*Exercise brief*
Write out the data exactly, keeping every line.

*Records from a dataset*
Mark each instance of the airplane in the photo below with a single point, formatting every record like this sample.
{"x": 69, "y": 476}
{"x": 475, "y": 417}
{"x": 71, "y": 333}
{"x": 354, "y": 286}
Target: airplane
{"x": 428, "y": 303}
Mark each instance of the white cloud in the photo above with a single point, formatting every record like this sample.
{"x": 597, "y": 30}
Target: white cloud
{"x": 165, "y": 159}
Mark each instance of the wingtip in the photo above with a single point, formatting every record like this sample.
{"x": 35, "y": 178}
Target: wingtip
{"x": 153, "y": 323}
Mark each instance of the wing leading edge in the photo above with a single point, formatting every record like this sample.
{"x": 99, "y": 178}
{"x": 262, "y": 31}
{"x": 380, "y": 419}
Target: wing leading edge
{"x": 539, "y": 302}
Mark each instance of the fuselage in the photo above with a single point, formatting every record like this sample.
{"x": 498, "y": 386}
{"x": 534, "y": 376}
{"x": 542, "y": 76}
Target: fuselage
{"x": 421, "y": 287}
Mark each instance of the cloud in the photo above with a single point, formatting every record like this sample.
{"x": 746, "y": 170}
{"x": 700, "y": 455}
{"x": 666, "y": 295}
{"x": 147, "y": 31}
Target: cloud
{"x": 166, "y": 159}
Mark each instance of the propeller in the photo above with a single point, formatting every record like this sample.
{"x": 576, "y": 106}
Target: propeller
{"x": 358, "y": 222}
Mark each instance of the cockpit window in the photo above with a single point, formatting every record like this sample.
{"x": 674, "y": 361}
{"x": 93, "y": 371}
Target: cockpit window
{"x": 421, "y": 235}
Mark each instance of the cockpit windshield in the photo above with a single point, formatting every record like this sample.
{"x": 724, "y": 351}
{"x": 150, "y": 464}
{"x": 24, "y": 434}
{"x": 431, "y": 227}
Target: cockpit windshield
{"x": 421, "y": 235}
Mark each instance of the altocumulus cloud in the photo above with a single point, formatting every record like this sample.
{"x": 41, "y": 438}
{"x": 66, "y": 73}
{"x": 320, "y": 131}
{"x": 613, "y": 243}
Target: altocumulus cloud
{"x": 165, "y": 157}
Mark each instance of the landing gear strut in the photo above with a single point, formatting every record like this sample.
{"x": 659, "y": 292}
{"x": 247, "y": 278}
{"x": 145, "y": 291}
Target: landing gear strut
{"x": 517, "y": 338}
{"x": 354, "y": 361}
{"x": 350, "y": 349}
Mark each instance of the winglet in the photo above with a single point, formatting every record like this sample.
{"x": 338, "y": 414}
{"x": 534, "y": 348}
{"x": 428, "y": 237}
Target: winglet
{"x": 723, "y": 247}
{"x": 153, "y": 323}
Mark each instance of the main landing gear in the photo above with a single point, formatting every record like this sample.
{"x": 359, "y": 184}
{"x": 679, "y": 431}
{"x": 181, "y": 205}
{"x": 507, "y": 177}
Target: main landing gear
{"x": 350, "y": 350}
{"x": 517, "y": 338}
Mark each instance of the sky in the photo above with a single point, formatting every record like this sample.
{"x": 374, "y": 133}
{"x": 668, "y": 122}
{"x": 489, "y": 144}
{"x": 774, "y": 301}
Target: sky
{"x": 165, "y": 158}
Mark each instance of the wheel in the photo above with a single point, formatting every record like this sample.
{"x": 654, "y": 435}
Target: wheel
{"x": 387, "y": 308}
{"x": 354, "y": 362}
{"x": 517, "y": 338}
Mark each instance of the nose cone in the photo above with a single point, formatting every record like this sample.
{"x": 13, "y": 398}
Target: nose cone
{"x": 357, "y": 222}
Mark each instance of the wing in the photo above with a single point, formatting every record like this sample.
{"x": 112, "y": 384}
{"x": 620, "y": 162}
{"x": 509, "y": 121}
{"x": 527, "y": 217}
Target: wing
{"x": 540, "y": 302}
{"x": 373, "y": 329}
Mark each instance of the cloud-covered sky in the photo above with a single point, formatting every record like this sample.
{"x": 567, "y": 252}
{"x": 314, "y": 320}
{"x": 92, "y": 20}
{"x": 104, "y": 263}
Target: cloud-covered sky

*Exercise solution*
Mark each instance of the airplane in the photo below with a single point, formatting every record like this sample.
{"x": 69, "y": 476}
{"x": 475, "y": 417}
{"x": 71, "y": 333}
{"x": 354, "y": 286}
Target: airplane
{"x": 428, "y": 303}
Mark each instance of the white cloud in the photo above with a single point, formatting every record like this sample.
{"x": 597, "y": 30}
Target: white cloud
{"x": 165, "y": 159}
Mark each instance of the wingtip in the photo above with a single point, formatting every record like this sample.
{"x": 35, "y": 178}
Target: wingtip
{"x": 153, "y": 323}
Mark each instance of the wing leading edge in the photo above with a single point, formatting every record like this sample.
{"x": 99, "y": 178}
{"x": 262, "y": 31}
{"x": 380, "y": 419}
Target: wing leading edge
{"x": 539, "y": 302}
Mark each instance of the fuselage in the photo above with a single point, formatting every record like this sample.
{"x": 498, "y": 386}
{"x": 534, "y": 376}
{"x": 542, "y": 76}
Target: fuselage
{"x": 421, "y": 287}
Mark each instance of the cloud in the photo above with a single point, formatting every record like this sample.
{"x": 746, "y": 170}
{"x": 700, "y": 455}
{"x": 666, "y": 295}
{"x": 147, "y": 31}
Target: cloud
{"x": 166, "y": 159}
Mark each instance of the propeller in the photo above with a single point, formatting every record like this sample.
{"x": 576, "y": 106}
Target: propeller
{"x": 358, "y": 222}
Mark each instance of the cockpit window in the photo above with a single point, formatting every record like this sample.
{"x": 674, "y": 361}
{"x": 93, "y": 371}
Target: cockpit window
{"x": 421, "y": 235}
Mark each instance of the cockpit windshield in the photo above with a single point, formatting every record like this sample.
{"x": 724, "y": 351}
{"x": 150, "y": 464}
{"x": 24, "y": 434}
{"x": 431, "y": 227}
Target: cockpit windshield
{"x": 421, "y": 235}
Mark each instance of the altocumulus cloud in the photo above with a single point, formatting every record like this sample.
{"x": 41, "y": 438}
{"x": 66, "y": 73}
{"x": 320, "y": 131}
{"x": 613, "y": 243}
Target: altocumulus cloud
{"x": 165, "y": 157}
Mark each instance of the landing gear strut in the photo above with a single point, formatting every record like this sample.
{"x": 659, "y": 292}
{"x": 247, "y": 278}
{"x": 145, "y": 291}
Target: landing gear strut
{"x": 517, "y": 338}
{"x": 354, "y": 361}
{"x": 350, "y": 349}
Mark each instance of the winglet in the photo above with a single point, formatting every record like this sample.
{"x": 338, "y": 414}
{"x": 534, "y": 348}
{"x": 428, "y": 237}
Target: winglet
{"x": 723, "y": 247}
{"x": 153, "y": 323}
Mark each instance of the main landing gear in the photo above with a single point, formatting every record like this sample.
{"x": 359, "y": 184}
{"x": 679, "y": 431}
{"x": 181, "y": 205}
{"x": 507, "y": 177}
Target: main landing gear
{"x": 350, "y": 350}
{"x": 517, "y": 338}
Mark each instance of the sky in the photo above with a single point, formatting every record like this sample.
{"x": 374, "y": 133}
{"x": 668, "y": 122}
{"x": 489, "y": 144}
{"x": 774, "y": 301}
Target: sky
{"x": 165, "y": 158}
Mark each instance of the wheel in the photo above with a single point, formatting every record like this sample.
{"x": 654, "y": 435}
Target: wheel
{"x": 387, "y": 308}
{"x": 354, "y": 362}
{"x": 517, "y": 338}
Mark each instance of the nose cone in the photo above with a single point, formatting every record like this sample.
{"x": 13, "y": 398}
Target: nose cone
{"x": 357, "y": 222}
Mark each instance of the wing in the photo above with a single point, formatting every record like this sample.
{"x": 112, "y": 384}
{"x": 620, "y": 162}
{"x": 509, "y": 121}
{"x": 527, "y": 217}
Target: wing
{"x": 540, "y": 302}
{"x": 373, "y": 329}
Mark each instance of the cloud-covered sky in the photo above with a single point, formatting every record like this sample.
{"x": 567, "y": 252}
{"x": 314, "y": 320}
{"x": 92, "y": 20}
{"x": 104, "y": 263}
Target: cloud-covered sky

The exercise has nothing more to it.